» Exercise goal
Can you retype, unchanged, the lines starting at the one that contains "Task: Where can the distant" and ending at the one that contains "x=770, y=210", with both of those lines included?

begin Data listing

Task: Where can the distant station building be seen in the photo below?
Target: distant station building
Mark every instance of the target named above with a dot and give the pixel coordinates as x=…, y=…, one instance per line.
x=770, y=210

end Data listing
begin Data listing

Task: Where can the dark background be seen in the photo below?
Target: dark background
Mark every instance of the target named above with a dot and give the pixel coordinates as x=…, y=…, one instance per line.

end Data listing

» Exercise answer
Task: Where can the distant station building be seen in the photo below?
Target: distant station building
Mark every instance of the target named above with a dot and give the pixel coordinates as x=…, y=…, one instance per line.
x=770, y=210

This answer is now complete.